**What you have to do**
Look for "Task: pick out every instance of the train" in the records below, then copy that line and every line after it, exactly and with nothing added.

**Records for the exercise**
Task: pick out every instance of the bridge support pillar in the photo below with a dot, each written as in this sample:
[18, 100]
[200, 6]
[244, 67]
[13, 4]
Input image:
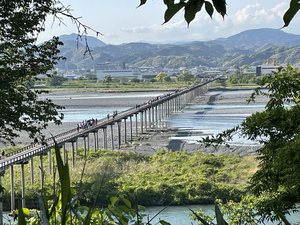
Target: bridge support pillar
[42, 171]
[95, 140]
[77, 146]
[64, 153]
[23, 185]
[145, 119]
[31, 171]
[125, 131]
[136, 125]
[73, 157]
[130, 119]
[112, 136]
[119, 134]
[84, 146]
[88, 137]
[49, 159]
[149, 118]
[12, 191]
[104, 137]
[141, 121]
[1, 206]
[152, 113]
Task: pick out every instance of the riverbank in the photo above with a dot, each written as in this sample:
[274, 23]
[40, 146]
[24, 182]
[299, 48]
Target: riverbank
[163, 137]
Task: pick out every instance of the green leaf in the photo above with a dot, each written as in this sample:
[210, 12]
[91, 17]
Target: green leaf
[209, 8]
[220, 6]
[219, 216]
[172, 10]
[192, 7]
[64, 176]
[21, 216]
[113, 200]
[142, 3]
[291, 12]
[199, 218]
[164, 222]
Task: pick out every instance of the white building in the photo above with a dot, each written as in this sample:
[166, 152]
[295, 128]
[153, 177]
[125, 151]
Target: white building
[116, 70]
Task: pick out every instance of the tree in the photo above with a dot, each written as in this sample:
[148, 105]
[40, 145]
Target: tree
[192, 7]
[55, 80]
[167, 79]
[277, 128]
[160, 77]
[107, 79]
[185, 77]
[21, 61]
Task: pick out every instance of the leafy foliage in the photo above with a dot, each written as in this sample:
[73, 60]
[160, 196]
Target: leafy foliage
[277, 129]
[21, 61]
[192, 7]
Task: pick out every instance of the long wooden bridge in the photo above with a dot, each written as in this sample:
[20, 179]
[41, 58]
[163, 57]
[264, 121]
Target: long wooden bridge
[139, 118]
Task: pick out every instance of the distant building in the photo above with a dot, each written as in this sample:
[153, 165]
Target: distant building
[116, 70]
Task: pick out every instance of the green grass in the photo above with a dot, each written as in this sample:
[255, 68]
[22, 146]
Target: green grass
[163, 178]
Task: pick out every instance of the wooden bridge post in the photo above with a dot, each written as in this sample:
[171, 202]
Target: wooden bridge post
[149, 117]
[130, 119]
[88, 137]
[73, 157]
[12, 191]
[1, 205]
[145, 119]
[84, 146]
[162, 111]
[141, 121]
[31, 171]
[76, 146]
[42, 170]
[119, 134]
[156, 118]
[23, 185]
[136, 125]
[95, 141]
[64, 153]
[152, 113]
[104, 138]
[112, 136]
[125, 130]
[49, 159]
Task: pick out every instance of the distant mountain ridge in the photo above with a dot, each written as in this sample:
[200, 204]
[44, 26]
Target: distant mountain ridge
[250, 47]
[260, 37]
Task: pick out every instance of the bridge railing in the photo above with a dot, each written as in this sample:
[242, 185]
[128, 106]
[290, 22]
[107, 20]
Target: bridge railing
[37, 149]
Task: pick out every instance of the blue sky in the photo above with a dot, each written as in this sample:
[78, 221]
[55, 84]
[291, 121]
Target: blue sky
[120, 21]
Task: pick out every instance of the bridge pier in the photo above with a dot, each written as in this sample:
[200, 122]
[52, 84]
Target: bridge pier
[49, 159]
[23, 185]
[12, 190]
[31, 171]
[145, 113]
[141, 121]
[136, 125]
[104, 137]
[125, 130]
[64, 153]
[112, 136]
[130, 119]
[1, 205]
[119, 134]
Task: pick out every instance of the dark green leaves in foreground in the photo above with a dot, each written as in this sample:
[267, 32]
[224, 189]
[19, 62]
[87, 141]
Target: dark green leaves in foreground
[191, 7]
[291, 12]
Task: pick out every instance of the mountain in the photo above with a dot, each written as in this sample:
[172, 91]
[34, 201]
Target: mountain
[250, 47]
[257, 37]
[72, 40]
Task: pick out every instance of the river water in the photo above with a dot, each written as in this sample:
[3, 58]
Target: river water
[208, 118]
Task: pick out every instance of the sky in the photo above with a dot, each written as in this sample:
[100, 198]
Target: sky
[120, 21]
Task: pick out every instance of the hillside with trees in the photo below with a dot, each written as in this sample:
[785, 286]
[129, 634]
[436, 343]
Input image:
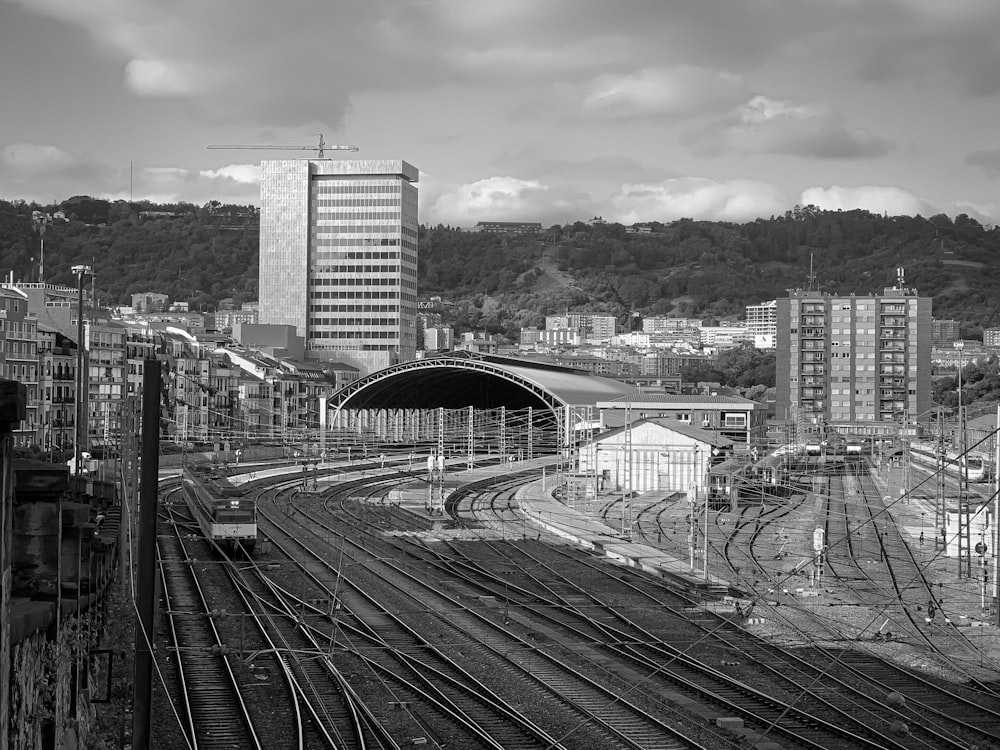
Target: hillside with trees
[686, 268]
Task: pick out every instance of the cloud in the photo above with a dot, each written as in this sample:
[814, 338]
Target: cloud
[161, 78]
[37, 158]
[986, 160]
[497, 198]
[246, 174]
[887, 199]
[683, 90]
[696, 198]
[764, 125]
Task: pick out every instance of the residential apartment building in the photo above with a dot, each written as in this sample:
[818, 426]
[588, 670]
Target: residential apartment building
[438, 338]
[762, 324]
[591, 326]
[338, 257]
[19, 357]
[668, 325]
[853, 364]
[57, 389]
[722, 336]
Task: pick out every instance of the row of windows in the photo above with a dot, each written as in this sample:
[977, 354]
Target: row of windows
[356, 295]
[356, 282]
[28, 348]
[339, 241]
[352, 202]
[354, 322]
[19, 372]
[347, 255]
[334, 219]
[360, 229]
[358, 269]
[354, 335]
[354, 308]
[323, 187]
[16, 326]
[316, 346]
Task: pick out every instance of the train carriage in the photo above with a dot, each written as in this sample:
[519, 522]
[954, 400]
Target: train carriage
[223, 513]
[929, 456]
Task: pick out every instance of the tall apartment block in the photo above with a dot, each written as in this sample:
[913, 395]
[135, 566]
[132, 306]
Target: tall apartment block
[338, 257]
[762, 324]
[853, 364]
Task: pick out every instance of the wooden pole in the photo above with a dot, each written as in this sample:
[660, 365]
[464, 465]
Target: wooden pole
[146, 581]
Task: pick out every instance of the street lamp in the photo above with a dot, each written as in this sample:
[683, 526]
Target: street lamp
[79, 437]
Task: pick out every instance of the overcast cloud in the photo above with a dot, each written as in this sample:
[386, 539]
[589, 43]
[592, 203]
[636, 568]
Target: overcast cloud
[515, 109]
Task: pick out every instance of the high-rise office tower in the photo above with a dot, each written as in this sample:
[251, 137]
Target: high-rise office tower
[762, 324]
[338, 257]
[857, 364]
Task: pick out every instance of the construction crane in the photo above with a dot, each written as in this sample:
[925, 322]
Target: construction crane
[320, 148]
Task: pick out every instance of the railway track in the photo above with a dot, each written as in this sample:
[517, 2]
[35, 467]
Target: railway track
[214, 712]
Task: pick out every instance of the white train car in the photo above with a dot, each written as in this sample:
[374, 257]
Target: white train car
[928, 456]
[224, 514]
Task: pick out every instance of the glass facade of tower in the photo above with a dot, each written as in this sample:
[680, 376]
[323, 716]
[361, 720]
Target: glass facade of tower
[338, 257]
[853, 362]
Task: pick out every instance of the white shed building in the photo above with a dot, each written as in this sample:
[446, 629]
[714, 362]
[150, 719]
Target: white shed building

**Final answer**
Task: pick out every instance of the train carriage in the photo above with a dot, each written as in this sample:
[519, 522]
[954, 400]
Target: train carriage
[223, 513]
[929, 456]
Task: pick out every instance of the tall apartment block in the photo above with a dot, each written as in this sample:
[913, 395]
[135, 566]
[132, 306]
Target: tall apartment block
[338, 257]
[762, 324]
[853, 364]
Task: pick out every instance of the wooden pole in the photo above with a dot, each written as in this sample:
[660, 365]
[464, 465]
Target: wooden pole
[146, 581]
Task: pick out every instance of the street lamp in the photo above with a dot, each written as in this sample:
[683, 526]
Target: street lamp
[79, 437]
Task: pick out every instance of the overcast cloud in the photo above with a dot, each written as in this sample:
[386, 539]
[589, 43]
[592, 203]
[636, 568]
Target: overcast cloud
[515, 109]
Task: pick out every instance of the high-rise office tower in the photo above with a dot, each written as in this sample:
[251, 137]
Target: high-rise office tower
[762, 324]
[338, 257]
[857, 364]
Task: pick out every instance of the construction crane in the photo above with a dot, each written as in this sample:
[925, 322]
Target: construction crane
[320, 148]
Task: pick out every instance of the railway track in the photo above with a dot, each written as in this sample:
[517, 2]
[35, 467]
Target: railway track
[214, 712]
Task: pick out every instance of the white train car in the photo above with a dot, each written as in this sample:
[374, 257]
Target: white train car
[928, 456]
[224, 514]
Task: pick out every instance of the glass facade of tower in the photo above with a dot, each written as in this sample:
[680, 376]
[323, 716]
[361, 720]
Target: glass facade of tower
[338, 257]
[853, 362]
Task: pick out every instance of the white shed building in the photo above with a dot, each written as in this sample:
[446, 629]
[714, 362]
[150, 719]
Target: white shed building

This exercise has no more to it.